## Dataset excerpts
>> start

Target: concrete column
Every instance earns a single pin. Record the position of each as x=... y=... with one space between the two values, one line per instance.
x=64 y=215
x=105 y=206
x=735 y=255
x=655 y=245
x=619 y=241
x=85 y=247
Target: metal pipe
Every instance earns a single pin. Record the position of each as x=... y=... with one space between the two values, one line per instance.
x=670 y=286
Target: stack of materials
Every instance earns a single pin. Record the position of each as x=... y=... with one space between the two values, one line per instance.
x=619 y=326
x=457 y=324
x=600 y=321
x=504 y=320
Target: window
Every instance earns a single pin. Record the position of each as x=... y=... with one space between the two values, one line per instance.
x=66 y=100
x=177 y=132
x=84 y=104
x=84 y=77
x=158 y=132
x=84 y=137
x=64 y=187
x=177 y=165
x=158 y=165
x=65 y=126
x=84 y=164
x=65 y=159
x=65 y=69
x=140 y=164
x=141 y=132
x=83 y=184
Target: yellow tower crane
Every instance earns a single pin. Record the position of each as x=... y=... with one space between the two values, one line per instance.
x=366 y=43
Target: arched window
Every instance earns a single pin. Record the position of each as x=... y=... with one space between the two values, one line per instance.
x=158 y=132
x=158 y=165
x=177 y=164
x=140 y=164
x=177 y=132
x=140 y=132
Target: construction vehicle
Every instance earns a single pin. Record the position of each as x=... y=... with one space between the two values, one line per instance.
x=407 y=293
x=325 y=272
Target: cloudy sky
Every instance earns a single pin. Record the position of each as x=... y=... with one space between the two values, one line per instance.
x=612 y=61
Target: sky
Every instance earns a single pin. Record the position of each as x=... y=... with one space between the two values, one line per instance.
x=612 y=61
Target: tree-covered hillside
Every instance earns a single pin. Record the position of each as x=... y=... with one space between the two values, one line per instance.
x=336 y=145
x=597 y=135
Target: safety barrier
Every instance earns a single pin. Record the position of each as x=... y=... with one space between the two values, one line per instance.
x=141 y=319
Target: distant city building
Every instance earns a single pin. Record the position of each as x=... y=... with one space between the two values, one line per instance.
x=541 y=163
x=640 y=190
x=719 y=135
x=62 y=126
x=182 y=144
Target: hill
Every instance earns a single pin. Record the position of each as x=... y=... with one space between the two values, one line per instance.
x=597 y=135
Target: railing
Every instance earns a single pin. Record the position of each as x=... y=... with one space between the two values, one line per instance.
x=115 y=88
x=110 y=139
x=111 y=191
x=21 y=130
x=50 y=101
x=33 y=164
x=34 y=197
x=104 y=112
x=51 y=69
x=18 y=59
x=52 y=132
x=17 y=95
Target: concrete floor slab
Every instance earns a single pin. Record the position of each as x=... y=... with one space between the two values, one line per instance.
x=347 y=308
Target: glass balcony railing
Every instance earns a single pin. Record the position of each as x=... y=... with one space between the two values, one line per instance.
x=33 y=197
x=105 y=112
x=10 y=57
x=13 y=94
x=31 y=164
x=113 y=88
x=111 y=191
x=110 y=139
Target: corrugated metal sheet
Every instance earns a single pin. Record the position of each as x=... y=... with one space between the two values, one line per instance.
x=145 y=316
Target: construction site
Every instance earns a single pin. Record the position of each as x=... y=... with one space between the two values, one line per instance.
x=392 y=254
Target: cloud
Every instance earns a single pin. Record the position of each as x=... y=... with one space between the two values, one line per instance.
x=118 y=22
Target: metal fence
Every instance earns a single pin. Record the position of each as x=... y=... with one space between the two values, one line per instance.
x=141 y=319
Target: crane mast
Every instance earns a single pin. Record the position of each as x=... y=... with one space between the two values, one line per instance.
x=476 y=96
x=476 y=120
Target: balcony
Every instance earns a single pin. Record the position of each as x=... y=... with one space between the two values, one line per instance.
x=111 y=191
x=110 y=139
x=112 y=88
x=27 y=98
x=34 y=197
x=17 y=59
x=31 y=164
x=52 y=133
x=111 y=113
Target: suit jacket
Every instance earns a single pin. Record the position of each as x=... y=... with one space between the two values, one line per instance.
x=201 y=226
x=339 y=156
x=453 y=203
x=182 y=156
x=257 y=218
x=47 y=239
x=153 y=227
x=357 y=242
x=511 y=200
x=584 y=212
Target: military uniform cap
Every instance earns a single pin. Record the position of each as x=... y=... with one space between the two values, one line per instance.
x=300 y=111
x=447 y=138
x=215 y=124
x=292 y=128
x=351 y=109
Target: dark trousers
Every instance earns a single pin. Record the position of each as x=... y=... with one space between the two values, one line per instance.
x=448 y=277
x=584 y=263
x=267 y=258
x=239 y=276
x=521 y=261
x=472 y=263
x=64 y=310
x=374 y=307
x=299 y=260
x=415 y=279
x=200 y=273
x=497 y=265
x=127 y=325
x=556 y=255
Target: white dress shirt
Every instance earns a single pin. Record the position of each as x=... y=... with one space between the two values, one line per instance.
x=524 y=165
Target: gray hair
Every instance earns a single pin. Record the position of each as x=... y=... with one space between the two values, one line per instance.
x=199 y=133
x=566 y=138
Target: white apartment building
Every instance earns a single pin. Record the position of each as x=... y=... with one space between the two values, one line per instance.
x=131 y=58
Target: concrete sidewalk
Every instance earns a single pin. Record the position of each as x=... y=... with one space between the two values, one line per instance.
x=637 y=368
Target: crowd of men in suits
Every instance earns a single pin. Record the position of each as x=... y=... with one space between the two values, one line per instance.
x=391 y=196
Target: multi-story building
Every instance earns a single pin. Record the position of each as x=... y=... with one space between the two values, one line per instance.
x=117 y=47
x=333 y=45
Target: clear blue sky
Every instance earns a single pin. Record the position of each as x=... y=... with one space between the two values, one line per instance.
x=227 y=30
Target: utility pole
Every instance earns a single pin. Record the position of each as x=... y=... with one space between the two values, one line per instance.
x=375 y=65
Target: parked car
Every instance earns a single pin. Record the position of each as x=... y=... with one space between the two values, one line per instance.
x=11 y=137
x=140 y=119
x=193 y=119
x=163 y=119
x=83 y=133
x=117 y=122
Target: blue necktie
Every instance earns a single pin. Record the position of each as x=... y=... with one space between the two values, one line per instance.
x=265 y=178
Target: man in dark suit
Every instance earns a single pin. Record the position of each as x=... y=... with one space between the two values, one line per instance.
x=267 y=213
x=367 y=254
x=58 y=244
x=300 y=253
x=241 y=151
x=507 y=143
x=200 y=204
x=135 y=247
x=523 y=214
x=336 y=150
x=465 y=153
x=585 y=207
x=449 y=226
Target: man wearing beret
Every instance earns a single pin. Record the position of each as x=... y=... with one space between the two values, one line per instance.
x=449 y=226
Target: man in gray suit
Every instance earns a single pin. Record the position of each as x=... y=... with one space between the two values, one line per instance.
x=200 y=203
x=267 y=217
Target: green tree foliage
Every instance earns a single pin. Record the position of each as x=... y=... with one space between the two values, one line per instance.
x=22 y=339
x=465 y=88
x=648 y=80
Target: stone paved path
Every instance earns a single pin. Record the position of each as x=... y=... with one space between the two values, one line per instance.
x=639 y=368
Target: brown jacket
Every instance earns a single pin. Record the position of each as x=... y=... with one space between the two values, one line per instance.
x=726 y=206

>> end

## Task requirements
Rewrite the part of the records that opens with the line containing "Target: crowd of men in suits" and closes with the line containing "x=391 y=196", swapping "crowd" for "group" and leaving everything else unchanged. Give only those lines.

## Expected output
Target: group of men in suits
Every instance earns a single pin. Record the position of each as x=... y=... with one space between the two values, one line per instance.
x=391 y=196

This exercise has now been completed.